Point-per-instance localization data
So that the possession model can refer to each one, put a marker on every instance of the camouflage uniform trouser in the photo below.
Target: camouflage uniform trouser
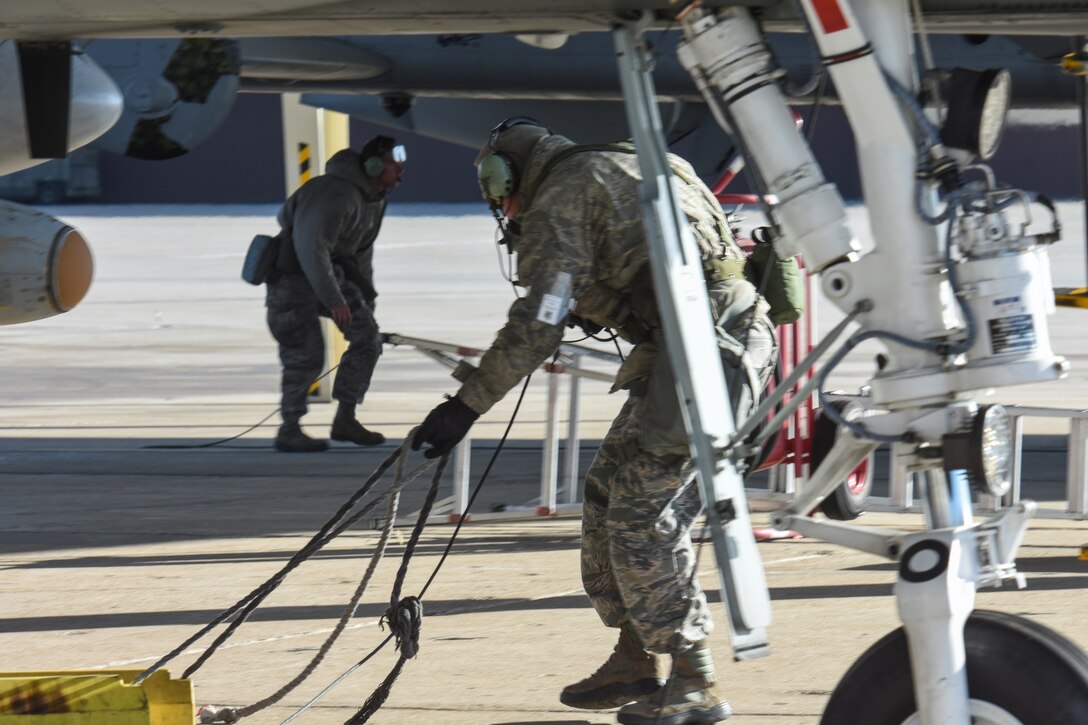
(637, 552)
(293, 312)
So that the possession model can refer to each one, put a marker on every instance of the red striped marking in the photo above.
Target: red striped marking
(830, 15)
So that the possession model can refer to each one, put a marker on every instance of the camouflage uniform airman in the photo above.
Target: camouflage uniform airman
(581, 249)
(329, 228)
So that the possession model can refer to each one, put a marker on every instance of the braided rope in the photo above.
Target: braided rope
(331, 529)
(394, 494)
(404, 615)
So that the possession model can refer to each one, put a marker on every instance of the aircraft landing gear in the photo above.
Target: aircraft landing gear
(1018, 673)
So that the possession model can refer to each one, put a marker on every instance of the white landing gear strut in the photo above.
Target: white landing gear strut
(693, 352)
(956, 312)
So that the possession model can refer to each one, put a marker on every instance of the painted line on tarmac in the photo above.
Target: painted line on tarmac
(325, 630)
(459, 610)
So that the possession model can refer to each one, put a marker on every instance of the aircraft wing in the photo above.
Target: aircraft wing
(50, 20)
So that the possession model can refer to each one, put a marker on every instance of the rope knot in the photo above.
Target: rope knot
(405, 618)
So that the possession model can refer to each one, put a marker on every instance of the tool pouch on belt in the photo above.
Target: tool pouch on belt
(778, 281)
(260, 259)
(632, 316)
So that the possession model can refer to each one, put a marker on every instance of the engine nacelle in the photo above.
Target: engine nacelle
(95, 107)
(176, 93)
(46, 267)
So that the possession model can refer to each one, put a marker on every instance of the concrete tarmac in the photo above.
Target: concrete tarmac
(114, 549)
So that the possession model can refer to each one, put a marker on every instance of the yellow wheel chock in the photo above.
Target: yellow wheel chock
(95, 697)
(1071, 296)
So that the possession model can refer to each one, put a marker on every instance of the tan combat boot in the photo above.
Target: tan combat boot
(691, 698)
(627, 675)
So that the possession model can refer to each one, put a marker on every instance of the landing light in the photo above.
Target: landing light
(985, 451)
(978, 106)
(992, 442)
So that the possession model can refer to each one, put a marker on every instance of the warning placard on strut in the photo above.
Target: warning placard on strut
(1012, 334)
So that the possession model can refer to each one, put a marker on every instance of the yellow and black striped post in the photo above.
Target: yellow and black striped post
(305, 172)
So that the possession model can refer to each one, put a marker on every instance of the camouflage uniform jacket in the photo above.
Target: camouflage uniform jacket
(333, 220)
(581, 235)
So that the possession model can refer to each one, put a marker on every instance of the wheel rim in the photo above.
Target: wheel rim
(981, 713)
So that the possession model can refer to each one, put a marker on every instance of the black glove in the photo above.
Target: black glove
(444, 427)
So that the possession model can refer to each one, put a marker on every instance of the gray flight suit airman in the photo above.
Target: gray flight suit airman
(331, 222)
(582, 250)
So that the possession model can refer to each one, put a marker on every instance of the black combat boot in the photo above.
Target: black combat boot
(291, 439)
(346, 428)
(691, 698)
(630, 673)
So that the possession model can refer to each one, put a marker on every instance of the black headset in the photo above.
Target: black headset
(497, 174)
(373, 152)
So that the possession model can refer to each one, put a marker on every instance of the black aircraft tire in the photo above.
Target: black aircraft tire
(848, 500)
(1031, 673)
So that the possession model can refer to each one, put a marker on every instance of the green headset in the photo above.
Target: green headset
(497, 173)
(373, 155)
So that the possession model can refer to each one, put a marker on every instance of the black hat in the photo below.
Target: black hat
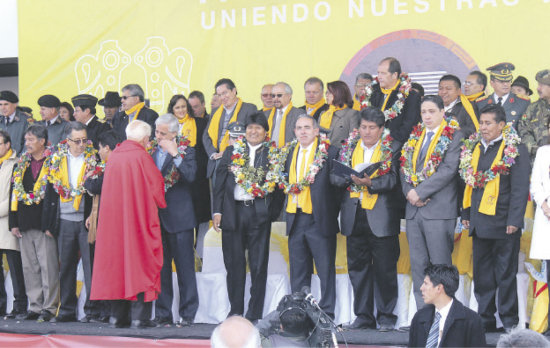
(521, 81)
(9, 96)
(84, 99)
(111, 100)
(502, 71)
(49, 101)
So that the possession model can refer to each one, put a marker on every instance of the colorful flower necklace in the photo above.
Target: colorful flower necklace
(407, 153)
(480, 178)
(403, 93)
(248, 177)
(349, 145)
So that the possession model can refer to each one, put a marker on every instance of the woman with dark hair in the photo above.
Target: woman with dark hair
(340, 119)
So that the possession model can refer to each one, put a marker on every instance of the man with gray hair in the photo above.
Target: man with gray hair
(128, 255)
(133, 108)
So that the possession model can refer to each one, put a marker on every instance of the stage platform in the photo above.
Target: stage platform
(14, 333)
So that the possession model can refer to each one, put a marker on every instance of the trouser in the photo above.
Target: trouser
(178, 247)
(17, 280)
(305, 246)
(430, 242)
(372, 268)
(41, 270)
(251, 234)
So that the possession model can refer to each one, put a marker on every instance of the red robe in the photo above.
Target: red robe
(128, 251)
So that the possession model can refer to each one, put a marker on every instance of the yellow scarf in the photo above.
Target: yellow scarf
(489, 200)
(470, 110)
(282, 126)
(214, 127)
(315, 106)
(418, 145)
(387, 93)
(326, 117)
(189, 129)
(368, 200)
(64, 172)
(136, 108)
(304, 198)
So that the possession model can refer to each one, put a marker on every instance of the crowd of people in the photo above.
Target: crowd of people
(355, 163)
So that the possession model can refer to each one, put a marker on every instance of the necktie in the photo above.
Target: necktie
(433, 336)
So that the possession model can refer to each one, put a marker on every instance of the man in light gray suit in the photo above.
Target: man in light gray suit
(432, 201)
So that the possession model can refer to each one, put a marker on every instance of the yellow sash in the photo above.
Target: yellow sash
(326, 117)
(282, 126)
(489, 200)
(470, 110)
(214, 128)
(136, 108)
(304, 197)
(369, 200)
(189, 129)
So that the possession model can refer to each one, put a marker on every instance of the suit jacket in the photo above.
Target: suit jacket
(324, 196)
(120, 121)
(441, 188)
(512, 198)
(401, 126)
(246, 110)
(385, 217)
(179, 214)
(267, 209)
(463, 327)
(515, 106)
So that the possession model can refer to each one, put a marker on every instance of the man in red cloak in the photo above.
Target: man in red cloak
(128, 255)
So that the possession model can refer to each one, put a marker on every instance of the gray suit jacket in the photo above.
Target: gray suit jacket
(441, 188)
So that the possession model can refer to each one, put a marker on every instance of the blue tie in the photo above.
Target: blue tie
(433, 336)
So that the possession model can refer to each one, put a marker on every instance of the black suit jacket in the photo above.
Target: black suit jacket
(324, 196)
(401, 126)
(463, 327)
(267, 209)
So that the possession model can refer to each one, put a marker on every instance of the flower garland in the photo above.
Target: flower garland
(349, 145)
(480, 178)
(318, 161)
(402, 94)
(248, 177)
(173, 175)
(36, 195)
(55, 175)
(435, 159)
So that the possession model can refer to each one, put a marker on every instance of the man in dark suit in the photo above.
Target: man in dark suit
(495, 222)
(133, 108)
(311, 219)
(177, 223)
(84, 112)
(444, 321)
(384, 96)
(244, 217)
(372, 230)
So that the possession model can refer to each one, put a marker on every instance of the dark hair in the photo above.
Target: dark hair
(197, 94)
(372, 114)
(257, 118)
(173, 102)
(481, 78)
(227, 82)
(341, 93)
(69, 107)
(313, 80)
(109, 138)
(453, 78)
(446, 275)
(495, 109)
(39, 131)
(437, 100)
(395, 66)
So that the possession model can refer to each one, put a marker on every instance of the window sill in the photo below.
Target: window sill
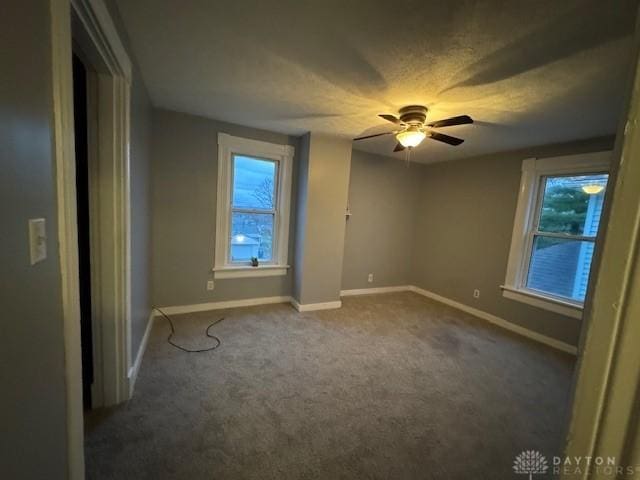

(The problem) What lines in the records above include the string "sill"? Copy each one.

(Solution to this task)
So that the possession model can refer to each one, put a marker on every instance of the window sill in the photo below.
Target: window sill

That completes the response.